Next time you get to a slow bit of a ballet where there’s something a bit wafty and barcarole-ish in 6/8, look out for a psychopomp.
A psychopomp, explains the scholar Rodney Edgecombe in a fascinating article ‘can be either a spiritual guide or a figure who conducts the soul from the zone of this life and the putative next.’ (2001, p.259). And to illustrate the point, he cites a host of examples from opera and ballet where barcaroles underscore or signify the transition between two worlds, including the opening tableau of La Sylphide (1832), the ballabile of the Wilis in Act II of Giselle (1841), the beginning of the ‘Kingdom of the Shades’ from La Bayadère (1877), the ‘Panorama’ in Act II of Sleeping Beauty (1890) and the opening of Act II of The Nutcracker (1892). You can add several others to this list, including the ‘Rose Adage’ from Sleeping Beauty, ‘Prayer’ from Coppélia, the ‘White Swan’ pas de deux from Act II of Swan Lake, to name but a few.

Given problem 1 – Please list every ballet, with its year, that the passage on barcaroles in ballet says Edgecombe cites.
Given problem 2 – Carry on writing the passage on barcaroles in ballet, starting after its final sentence.

Extracted entries –
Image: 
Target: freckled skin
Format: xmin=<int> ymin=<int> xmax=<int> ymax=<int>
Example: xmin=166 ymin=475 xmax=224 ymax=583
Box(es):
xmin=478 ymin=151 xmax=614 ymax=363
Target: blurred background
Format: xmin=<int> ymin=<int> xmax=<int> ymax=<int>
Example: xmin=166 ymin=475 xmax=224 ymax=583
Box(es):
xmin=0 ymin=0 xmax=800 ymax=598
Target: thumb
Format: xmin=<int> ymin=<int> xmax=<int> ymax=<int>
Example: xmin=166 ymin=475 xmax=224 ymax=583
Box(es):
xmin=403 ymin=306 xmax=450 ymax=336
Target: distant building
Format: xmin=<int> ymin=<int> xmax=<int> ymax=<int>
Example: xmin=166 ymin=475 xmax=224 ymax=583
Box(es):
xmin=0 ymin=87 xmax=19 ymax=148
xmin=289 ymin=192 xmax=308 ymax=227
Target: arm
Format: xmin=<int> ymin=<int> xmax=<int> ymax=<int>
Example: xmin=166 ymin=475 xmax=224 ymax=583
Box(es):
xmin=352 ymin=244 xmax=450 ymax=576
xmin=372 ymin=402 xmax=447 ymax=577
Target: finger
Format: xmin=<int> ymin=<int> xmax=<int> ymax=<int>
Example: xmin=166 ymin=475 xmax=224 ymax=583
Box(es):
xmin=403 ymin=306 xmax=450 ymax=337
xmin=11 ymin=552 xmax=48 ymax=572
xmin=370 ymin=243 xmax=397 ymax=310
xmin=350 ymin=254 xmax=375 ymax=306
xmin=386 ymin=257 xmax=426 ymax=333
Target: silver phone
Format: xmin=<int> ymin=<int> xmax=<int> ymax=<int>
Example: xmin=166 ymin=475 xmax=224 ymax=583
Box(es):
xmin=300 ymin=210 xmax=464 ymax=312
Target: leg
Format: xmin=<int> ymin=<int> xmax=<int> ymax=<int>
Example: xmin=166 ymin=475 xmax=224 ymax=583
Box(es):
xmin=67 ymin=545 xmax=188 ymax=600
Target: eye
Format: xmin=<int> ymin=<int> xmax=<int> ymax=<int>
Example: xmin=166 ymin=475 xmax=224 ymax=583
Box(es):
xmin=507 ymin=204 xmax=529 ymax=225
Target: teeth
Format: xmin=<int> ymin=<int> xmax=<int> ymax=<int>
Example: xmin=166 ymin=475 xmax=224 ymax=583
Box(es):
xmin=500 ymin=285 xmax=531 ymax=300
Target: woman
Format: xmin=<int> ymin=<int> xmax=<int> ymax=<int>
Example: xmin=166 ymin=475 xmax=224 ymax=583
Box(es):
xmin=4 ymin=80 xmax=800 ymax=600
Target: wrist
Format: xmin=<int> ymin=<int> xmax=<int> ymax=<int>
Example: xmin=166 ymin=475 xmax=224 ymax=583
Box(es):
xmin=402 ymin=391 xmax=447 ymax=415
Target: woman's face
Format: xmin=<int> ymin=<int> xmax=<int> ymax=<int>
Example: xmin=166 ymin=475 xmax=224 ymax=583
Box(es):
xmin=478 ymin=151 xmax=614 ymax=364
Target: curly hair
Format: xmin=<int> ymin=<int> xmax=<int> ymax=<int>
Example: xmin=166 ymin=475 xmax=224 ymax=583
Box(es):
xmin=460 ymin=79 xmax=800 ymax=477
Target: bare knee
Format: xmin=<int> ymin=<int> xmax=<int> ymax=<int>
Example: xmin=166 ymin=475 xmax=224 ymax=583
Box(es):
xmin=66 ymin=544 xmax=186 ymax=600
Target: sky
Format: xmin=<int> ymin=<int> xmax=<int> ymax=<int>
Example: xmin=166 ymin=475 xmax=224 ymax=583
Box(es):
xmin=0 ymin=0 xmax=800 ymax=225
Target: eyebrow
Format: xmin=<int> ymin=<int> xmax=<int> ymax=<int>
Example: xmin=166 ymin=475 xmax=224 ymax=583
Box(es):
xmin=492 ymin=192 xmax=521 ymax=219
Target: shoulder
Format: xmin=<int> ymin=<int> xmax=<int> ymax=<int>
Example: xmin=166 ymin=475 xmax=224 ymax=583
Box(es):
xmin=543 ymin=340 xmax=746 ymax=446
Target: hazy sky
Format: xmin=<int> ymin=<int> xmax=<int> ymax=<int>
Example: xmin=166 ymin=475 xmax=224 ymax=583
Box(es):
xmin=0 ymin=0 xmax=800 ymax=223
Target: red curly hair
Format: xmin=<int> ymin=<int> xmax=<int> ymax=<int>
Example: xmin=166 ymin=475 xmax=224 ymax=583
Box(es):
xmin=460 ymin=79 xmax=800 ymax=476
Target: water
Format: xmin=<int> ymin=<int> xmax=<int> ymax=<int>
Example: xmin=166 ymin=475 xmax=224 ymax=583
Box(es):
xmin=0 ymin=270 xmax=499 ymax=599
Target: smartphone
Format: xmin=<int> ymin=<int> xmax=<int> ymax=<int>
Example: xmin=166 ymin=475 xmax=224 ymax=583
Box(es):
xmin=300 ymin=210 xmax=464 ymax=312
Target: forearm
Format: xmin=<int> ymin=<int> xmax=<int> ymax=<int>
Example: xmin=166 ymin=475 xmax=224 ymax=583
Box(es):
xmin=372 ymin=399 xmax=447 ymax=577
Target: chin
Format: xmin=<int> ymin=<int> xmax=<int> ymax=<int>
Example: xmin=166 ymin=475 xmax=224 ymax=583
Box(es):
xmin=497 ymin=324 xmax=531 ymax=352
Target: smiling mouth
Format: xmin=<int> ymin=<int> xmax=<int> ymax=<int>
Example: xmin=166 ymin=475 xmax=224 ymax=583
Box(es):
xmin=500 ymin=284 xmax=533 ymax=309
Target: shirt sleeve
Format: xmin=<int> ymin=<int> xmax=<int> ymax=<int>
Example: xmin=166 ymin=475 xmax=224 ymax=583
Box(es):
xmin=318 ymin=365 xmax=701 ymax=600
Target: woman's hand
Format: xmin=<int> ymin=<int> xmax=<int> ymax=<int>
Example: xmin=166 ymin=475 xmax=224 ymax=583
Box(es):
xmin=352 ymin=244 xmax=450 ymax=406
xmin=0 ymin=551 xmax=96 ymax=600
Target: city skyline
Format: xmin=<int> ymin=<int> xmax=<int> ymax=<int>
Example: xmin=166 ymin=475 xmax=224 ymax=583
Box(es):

Response 1 –
La Sylphide (1832)
Giselle (1841)
La Bayadère (1877)
Sleeping Beauty (1890)
The Nutcracker (1892)

Response 2 –
So when Drosselmeyer takes Clara to the Kingdom of Sweets at the beginning of Act II of The Nutcracker, it’s not chance that the music is a barcarole, and it’s not chance that we sense we’re going on a journey. It’s part of a web of references in music that have a textual significance for us, even if we don’t recognise it consciously. What I love about articles like this, and books like Raymond Monelle’s (see yesterday’s post) is that they tease out the text beneath ostensibly ‘absolute’ music, and uncover a much more interesting world.
Edgecombe, R.S. (2001) On the Limits of Genre: Some Nineteenth-Century Barcaroles. 19th Century Music Vol. 24 No. 3 (Spring 2001) pp. 252-267. Get article from JSTOR here
Bits of this post were first published in the Dance Gazette a few years ago. I’m not lazy, it’s just that I still find it interesting.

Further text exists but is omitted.